Records from a dataset:
# # # # # # #

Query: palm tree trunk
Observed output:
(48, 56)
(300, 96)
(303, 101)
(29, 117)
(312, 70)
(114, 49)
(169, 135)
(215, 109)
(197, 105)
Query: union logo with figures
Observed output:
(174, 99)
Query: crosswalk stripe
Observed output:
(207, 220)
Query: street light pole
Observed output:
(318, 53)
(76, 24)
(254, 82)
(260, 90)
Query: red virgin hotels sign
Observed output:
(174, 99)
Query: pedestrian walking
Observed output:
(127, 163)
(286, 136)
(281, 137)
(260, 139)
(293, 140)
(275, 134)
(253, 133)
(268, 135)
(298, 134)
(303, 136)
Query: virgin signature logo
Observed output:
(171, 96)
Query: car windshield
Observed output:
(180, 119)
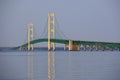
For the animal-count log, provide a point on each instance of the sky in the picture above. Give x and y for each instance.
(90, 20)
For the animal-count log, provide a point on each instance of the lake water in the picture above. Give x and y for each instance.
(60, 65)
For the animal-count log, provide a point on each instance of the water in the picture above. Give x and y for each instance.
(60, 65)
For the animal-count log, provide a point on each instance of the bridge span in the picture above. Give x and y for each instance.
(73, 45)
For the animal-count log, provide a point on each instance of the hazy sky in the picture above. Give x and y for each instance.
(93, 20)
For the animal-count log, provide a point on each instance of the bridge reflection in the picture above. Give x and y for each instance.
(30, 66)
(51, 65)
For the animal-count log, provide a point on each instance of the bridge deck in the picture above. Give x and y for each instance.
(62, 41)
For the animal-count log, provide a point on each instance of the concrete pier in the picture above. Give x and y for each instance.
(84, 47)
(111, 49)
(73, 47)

# # # # # # #

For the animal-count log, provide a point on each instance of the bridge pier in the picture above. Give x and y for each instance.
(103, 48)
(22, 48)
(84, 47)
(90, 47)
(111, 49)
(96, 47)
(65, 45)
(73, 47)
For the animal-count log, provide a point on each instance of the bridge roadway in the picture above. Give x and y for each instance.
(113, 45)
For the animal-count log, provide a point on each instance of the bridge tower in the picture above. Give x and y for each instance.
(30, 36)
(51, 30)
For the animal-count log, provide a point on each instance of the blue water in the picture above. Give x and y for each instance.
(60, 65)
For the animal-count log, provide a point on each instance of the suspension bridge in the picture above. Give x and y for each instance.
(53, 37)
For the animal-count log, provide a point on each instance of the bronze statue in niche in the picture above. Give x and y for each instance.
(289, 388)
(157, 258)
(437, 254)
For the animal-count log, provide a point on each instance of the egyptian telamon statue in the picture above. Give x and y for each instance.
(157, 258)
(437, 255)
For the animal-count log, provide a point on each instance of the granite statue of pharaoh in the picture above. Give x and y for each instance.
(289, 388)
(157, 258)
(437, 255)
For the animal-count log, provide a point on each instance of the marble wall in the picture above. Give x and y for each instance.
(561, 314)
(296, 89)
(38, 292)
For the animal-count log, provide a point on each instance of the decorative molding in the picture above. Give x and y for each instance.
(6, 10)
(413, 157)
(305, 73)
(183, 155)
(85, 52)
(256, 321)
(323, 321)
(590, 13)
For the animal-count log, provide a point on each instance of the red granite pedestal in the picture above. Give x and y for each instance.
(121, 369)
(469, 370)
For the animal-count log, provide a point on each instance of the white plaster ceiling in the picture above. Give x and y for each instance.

# # # # # # #

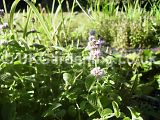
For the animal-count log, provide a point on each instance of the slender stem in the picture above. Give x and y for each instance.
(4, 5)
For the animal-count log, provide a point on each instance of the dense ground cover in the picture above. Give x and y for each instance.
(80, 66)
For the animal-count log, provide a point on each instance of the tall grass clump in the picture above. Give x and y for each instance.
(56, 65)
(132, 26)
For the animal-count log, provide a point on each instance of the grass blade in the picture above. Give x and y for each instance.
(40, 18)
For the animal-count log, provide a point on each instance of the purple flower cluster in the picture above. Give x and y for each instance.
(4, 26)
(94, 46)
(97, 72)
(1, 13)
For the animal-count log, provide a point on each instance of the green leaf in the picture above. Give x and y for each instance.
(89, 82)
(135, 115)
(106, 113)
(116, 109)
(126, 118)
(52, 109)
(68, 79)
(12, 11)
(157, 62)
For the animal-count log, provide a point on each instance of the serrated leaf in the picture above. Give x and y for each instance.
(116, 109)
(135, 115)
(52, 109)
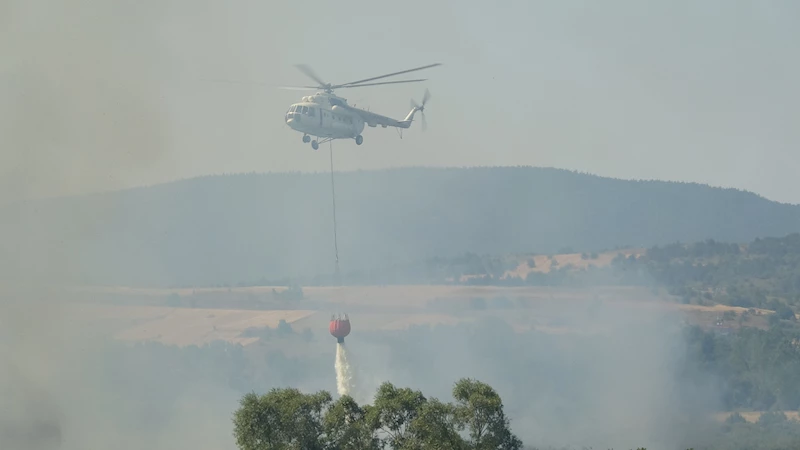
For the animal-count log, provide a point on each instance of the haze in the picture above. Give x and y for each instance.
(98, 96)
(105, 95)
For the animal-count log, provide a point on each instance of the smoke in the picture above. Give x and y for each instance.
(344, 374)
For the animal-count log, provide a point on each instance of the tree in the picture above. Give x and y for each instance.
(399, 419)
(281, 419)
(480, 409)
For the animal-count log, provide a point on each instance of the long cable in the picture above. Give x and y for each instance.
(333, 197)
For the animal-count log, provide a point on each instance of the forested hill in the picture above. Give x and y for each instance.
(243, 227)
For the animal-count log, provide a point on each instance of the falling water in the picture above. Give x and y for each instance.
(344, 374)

# # # # # # #

**What you need to do**
Extract every line above containing the word "logo".

**Output of the exercise**
Query: union logo with figures
Query: virgin signature logo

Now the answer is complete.